• 課題: 下の本文抜粋のうち、「金曜日の昼下がり、下町の風情」から「ゃの貸し出しも行っています。」までを、両端の語句も含めて一字一句そのまま書き写すこと。
++++ 本文抜粋
家庭・暮らし

おもちゃドクター診療中!―「おもちゃサロン」訪問記

ぴっぱら2012年1-2月号掲載

▽おもちゃに囲まれた「憩いの場」

金曜日の昼下がり、下町の風情を色濃く残す東京都墨田区にあるボランティアセンターの一室では、ちびっことお母さんたちがくつろぐ「おもちゃサロン」が開かれていました。30畳ほどの和室には、新幹線のプラレール、木の積み木、そしてカラーボールがたくさん敷き詰められた、子どもたちが大好きなボールテントなど、大小さまざま、色とりどりのおもちゃが用意されています。

小さな子どもならずとも思わず夢中になってしまうおもちゃの間は、社会福祉法人墨田区社会福祉協議会が数年前より開設しているものです。
同様のサロンは、「おもちゃ図書館」として全国に現在600カ所近くが開かれています。障がいのある子どもたちにおもちゃの素晴らしさと遊びの楽しさを、との願いからスウェーデンで始まったこの活動は、現在では障がいをもつ子もそうでない子も、ともに遊ぶことのできる子どもの交流の場として活用されています。また、おもちゃの貸し出しも行っています。
++++++++
++++ 抽出した行
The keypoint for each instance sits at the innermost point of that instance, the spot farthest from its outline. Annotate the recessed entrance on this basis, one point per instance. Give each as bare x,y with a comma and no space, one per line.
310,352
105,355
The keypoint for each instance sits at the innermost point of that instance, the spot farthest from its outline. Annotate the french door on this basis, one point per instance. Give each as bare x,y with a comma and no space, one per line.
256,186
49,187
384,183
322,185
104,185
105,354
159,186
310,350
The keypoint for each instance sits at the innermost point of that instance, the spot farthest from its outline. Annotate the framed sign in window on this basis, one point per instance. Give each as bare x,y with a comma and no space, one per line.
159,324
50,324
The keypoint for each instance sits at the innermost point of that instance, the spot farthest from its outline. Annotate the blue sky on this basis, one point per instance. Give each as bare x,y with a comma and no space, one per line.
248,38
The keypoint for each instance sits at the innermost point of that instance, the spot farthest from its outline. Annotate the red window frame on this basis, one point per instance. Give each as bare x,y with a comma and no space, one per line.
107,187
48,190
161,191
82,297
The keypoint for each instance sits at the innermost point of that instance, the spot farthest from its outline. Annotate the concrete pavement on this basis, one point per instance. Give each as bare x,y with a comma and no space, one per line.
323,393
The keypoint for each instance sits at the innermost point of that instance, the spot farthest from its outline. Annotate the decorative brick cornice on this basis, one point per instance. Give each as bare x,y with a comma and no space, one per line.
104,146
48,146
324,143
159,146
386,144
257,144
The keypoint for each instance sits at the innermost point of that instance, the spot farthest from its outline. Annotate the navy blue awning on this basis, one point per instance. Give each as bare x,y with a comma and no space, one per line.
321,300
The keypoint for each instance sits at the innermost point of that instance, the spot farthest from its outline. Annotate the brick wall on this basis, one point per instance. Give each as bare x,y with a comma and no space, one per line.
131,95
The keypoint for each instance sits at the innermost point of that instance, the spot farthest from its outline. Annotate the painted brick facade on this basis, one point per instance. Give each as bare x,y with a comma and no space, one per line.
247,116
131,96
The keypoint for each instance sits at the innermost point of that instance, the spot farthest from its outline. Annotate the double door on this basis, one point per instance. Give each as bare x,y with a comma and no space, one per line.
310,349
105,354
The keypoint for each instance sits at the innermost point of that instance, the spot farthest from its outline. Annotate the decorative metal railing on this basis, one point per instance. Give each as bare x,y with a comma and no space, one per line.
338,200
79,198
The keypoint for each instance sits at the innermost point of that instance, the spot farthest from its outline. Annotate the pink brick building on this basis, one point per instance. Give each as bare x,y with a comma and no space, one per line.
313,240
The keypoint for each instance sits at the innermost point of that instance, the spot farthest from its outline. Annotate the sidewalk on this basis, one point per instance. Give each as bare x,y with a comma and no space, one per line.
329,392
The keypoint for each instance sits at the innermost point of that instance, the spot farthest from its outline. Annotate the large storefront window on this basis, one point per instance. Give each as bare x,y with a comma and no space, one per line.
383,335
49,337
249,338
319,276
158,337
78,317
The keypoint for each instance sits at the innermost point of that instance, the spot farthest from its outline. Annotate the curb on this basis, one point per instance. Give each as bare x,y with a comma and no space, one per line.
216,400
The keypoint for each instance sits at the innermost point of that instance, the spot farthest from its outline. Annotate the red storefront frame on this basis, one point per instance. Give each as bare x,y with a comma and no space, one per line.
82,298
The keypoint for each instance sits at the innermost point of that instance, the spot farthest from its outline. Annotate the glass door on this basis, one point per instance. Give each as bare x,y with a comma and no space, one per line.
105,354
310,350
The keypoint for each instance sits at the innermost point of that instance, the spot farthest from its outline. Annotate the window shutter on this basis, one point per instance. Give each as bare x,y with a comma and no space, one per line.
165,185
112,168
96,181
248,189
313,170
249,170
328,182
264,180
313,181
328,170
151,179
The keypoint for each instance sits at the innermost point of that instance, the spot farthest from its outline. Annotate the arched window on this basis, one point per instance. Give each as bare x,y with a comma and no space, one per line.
++++++++
• 解答:
金曜日の昼下がり、下町の風情を色濃く残す東京都墨田区にあるボランティアセンターの一室では、ちびっことお母さんたちがくつろぐ「おもちゃサロン」が開かれていました。30畳ほどの和室には、新幹線のプラレール、木の積み木、そしてカラーボールがたくさん敷き詰められた、子どもたちが大好きなボールテントなど、大小さまざま、色とりどりのおもちゃが用意されています。

小さな子どもならずとも思わず夢中になってしまうおもちゃの間は、社会福祉法人墨田区社会福祉協議会が数年前より開設しているものです。
同様のサロンは、「おもちゃ図書館」として全国に現在600カ所近くが開かれています。障がいのある子どもたちにおもちゃの素晴らしさと遊びの楽しさを、との願いからスウェーデンで始まったこの活動は、現在では障がいをもつ子もそうでない子も、ともに遊ぶことのできる子どもの交流の場として活用されています。また、おもちゃの貸し出しも行っています。